[Location identification entries]
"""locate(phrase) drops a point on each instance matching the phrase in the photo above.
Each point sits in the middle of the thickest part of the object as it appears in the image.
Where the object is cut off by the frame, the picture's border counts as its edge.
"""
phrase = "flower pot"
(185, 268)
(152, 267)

◆ **AIM OF THE TASK**
Format the rows above as a two-column CSV headed input and output. Each row becomes one line, with its text under input and its answer under output, every field in double quotes and any line breaks replaced by spaces.

◆ **EXERCISE OUTPUT**
input,output
"""""""locate(phrase) drops a point on each instance matching the phrase in the photo above. Each point sits in the middle of the thickest part of the object as it appears in the image. Where the object is cut off by the frame, the picture's border counts as its edge. """""" phrase = ""flower pot""","(185, 268) (152, 267)"